Your goal:
In the business notes, what share of pioneers end up as the final winners in a market?

Text shown:
★ ★ ★ ★

They gained confidence by the very fact of increasing achievement. If you beat the odds, you then gain confidence that you can beat the odds again, which then builds confidence that you can beat the odds again, and again, and again.

Own action > conditions

The 20 Mile March builds confidence. By adhering to a 20 Mile March no matter what challenges and unexpected shocks you encounter, you prove to yourself and your enterprise that performance is not determined by your conditions but largely by your own actions.

Calamity in unexpected downturn

► There’s an inverse correlation between pursuit of maximum growth and 10X success. Comparison-company leaders often pressed for maximum growth in robust times, thereby exposing their enterprises to calamity in an unexpected downturn.

Accidental discoveries

“You may not find what you were looking for, but you find something else equally important.” Robert Noyce

Pioneers don’t always win

They found that only 9 percent of pioneers end up as the final winners in a market. Gillette didn’t pioneer the safety razor; Star did. Polaroid didn’t pioneer the instant camera; Dubroni did. Microsoft didn’t pioneer the personal computer spreadsheet; VisiCorp did. Amazon didn’t pioneer online bookselling and AOL didn’t pioneer online Internet service.

Clear mission statement

Indeed, the original statement of Moore’s Law, written by Moore in 1965, focused not just on doubling the complexity of integrated circuits per year (the innovation element) but also doing so at minimum cost.

Creative bullets:

  1. A bullet is low cost.
    • A bullet is low risk.
    • A bullet is low distraction.

10X companies used a combination of creative bullets (such as new products, technologies, services, and processes) and acquisitions.


Even the great software genius Bill Gates had no special predictive ability. He didn’t plan from the outset for Microsoft to be first to the market with an operating system for the IBM PC; he was off focusing on computer languages when IBM unexpectedly asked if Microsoft could provide an operating system.

Phases of iteration in small tiny steps

And indeed, the first iteration just didn’t work: “We were like, ‘Oh God, we’re screwed,’” said Jobs. So, Jobs and his retail leader, Ron Johnson, redesigned, tested, and redesigned until they got it right. They launched their first two stores in Virginia and Los Angeles, and once those proved successful, they rolled them out with great consistency. Bullet, calibrate, bullet, recalibrate, cannonball.

★ ★ ★ ★

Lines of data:
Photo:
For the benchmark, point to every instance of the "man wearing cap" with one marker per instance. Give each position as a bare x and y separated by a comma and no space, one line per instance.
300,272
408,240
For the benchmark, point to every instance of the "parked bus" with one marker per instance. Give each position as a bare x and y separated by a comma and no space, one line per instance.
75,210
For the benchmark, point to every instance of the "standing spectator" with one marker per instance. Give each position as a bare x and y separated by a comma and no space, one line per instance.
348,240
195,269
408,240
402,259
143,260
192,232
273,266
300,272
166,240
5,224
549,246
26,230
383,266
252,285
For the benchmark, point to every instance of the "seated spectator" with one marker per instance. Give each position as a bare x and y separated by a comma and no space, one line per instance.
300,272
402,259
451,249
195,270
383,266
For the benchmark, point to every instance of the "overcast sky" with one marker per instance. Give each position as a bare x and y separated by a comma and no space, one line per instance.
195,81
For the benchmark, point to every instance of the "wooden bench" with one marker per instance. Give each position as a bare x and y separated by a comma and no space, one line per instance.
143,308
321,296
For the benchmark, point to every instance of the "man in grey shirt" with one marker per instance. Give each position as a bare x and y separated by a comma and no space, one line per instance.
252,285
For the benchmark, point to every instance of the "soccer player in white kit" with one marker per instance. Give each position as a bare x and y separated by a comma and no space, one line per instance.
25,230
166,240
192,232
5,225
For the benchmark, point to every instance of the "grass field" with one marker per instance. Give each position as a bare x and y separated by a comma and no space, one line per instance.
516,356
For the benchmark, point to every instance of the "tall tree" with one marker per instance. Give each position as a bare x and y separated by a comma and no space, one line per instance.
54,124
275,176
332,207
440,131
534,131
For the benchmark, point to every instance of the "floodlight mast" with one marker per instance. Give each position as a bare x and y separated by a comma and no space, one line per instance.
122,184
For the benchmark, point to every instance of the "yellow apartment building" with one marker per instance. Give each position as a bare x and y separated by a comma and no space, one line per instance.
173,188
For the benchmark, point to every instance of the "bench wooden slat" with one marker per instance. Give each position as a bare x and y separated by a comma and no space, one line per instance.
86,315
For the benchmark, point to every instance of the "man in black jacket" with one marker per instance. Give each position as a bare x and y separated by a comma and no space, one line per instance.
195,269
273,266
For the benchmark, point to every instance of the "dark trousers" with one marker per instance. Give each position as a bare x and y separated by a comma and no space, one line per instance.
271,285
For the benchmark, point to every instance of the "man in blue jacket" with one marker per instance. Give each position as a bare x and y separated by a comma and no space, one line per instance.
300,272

★ ★ ★ ★

Result of the exercise:
Only 9 percent.